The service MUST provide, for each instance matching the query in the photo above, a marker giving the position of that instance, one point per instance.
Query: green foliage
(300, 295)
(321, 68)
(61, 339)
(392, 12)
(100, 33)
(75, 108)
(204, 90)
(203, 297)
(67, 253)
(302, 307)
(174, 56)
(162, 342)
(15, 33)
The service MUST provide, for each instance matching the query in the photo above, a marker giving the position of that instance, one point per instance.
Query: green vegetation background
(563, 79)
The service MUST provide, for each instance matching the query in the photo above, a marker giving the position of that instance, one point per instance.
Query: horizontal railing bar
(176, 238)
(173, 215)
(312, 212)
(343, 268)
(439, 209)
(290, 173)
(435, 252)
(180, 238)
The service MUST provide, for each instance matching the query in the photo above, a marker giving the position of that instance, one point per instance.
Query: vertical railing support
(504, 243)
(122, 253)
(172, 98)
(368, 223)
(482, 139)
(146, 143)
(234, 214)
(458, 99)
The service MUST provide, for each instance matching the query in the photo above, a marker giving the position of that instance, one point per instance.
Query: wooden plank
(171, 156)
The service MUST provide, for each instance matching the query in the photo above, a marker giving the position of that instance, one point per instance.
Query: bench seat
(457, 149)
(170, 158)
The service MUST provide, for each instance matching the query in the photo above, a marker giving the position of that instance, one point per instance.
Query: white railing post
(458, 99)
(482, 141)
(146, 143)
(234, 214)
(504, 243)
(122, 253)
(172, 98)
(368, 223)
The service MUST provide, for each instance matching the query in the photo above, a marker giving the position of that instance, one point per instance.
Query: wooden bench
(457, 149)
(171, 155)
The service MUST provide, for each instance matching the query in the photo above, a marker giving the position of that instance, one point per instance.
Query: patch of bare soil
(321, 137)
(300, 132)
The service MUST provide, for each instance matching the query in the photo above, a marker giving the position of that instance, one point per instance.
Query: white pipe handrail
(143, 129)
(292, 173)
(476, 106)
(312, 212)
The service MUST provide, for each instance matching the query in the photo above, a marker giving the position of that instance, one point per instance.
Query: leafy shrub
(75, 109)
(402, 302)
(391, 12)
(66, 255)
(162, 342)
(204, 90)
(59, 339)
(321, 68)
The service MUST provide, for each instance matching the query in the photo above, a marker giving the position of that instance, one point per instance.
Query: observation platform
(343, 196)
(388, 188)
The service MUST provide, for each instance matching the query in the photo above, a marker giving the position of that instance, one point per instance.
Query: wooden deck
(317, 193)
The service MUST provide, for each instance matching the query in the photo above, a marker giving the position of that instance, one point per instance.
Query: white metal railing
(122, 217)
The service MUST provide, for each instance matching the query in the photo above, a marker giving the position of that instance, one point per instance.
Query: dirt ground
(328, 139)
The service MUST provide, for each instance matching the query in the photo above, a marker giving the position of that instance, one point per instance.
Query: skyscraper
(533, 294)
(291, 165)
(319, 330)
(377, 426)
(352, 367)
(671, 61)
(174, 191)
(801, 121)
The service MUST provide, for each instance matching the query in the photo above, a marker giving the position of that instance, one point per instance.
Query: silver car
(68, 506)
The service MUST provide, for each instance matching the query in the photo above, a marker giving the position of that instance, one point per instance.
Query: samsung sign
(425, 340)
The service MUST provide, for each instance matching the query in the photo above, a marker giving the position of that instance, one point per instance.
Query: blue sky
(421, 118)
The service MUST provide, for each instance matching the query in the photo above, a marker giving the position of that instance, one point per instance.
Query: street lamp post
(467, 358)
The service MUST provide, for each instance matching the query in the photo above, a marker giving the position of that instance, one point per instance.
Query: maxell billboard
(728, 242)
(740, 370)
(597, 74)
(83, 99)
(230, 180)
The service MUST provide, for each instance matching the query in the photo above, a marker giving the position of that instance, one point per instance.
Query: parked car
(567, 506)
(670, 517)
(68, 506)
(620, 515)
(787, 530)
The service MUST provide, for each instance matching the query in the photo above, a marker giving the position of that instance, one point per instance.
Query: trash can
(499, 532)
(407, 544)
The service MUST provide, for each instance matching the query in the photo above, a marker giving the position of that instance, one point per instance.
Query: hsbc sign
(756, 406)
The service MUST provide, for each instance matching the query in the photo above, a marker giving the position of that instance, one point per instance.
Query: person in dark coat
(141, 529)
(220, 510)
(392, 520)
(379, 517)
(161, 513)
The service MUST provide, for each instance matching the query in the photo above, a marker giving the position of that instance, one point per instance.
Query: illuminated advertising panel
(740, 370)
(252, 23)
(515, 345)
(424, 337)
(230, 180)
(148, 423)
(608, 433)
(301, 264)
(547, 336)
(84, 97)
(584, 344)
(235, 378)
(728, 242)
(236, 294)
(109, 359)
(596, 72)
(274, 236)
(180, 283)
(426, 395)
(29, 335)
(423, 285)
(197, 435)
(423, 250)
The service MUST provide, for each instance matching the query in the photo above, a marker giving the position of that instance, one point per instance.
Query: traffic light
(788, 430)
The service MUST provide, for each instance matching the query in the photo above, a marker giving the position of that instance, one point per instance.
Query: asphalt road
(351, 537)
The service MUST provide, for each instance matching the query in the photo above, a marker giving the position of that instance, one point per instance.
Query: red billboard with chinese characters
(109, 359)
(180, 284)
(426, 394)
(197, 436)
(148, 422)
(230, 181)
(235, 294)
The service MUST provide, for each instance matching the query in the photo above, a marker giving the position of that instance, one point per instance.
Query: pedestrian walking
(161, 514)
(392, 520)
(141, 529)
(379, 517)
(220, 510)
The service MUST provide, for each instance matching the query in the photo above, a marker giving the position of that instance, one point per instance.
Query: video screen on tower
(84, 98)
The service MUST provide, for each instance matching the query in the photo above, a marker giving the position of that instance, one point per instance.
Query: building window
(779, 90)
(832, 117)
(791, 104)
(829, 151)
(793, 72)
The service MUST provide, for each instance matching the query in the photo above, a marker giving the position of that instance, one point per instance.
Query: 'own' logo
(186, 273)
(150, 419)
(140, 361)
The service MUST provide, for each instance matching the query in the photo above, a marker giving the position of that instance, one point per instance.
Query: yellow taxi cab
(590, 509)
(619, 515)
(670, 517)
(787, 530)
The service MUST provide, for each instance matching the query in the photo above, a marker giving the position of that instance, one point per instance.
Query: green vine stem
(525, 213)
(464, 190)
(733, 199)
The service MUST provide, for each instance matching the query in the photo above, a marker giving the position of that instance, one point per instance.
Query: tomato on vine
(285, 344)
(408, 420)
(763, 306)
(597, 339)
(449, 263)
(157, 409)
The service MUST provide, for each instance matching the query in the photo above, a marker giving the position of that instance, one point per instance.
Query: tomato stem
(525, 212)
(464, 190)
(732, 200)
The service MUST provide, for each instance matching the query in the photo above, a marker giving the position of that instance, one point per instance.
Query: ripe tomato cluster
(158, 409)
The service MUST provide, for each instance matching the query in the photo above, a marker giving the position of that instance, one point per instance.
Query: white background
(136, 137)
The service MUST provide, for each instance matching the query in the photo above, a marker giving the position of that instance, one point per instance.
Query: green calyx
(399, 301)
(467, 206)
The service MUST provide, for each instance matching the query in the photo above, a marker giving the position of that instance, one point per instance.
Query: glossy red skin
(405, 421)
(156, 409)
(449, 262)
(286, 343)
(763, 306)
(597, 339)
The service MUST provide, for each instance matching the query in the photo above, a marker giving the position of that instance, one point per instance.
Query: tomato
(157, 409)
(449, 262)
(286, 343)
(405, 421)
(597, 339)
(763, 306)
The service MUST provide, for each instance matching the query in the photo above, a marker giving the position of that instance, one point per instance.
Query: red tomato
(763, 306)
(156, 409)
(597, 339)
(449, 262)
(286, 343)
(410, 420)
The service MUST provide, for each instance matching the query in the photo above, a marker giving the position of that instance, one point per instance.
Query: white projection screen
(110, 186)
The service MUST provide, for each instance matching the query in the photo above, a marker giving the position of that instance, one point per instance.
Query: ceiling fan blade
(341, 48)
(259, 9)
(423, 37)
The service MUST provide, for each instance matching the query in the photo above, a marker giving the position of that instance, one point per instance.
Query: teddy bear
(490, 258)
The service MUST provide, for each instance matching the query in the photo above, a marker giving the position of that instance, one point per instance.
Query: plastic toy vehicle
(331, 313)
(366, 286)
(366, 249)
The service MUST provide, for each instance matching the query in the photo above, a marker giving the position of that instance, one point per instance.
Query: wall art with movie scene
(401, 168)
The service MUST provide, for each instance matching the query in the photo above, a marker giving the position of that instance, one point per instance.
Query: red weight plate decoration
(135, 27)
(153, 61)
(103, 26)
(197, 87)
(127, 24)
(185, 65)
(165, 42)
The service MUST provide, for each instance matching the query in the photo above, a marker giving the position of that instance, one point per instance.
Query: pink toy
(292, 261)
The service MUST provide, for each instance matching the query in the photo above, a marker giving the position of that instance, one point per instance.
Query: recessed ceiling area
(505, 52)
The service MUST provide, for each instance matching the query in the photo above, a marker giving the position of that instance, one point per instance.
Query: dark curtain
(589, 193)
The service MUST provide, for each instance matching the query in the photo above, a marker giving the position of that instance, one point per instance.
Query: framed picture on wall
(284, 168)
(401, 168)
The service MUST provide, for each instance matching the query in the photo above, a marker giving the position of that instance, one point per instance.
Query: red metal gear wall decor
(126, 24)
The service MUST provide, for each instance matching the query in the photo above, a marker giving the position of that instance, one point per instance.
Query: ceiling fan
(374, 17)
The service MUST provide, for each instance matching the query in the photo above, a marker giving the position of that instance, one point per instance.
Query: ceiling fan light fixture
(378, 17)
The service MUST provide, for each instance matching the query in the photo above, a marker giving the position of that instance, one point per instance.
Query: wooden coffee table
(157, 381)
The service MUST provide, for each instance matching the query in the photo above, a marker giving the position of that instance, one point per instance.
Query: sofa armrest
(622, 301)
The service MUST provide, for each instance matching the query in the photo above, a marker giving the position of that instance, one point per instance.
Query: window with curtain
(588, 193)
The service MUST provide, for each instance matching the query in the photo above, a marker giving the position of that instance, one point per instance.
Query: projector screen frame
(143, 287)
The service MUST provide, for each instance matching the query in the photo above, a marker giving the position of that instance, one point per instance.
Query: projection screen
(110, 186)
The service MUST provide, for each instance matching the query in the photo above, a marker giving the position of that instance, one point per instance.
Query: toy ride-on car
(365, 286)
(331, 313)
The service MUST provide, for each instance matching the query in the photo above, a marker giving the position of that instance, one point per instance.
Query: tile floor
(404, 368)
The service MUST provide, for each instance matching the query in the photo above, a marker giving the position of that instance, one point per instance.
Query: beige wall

######

■ CHALLENGE ■
How many lines of the material contain the string "with"? Matching is case-sensitive, and the reply should be the number alone.

■ EXERCISE RESULT ■
3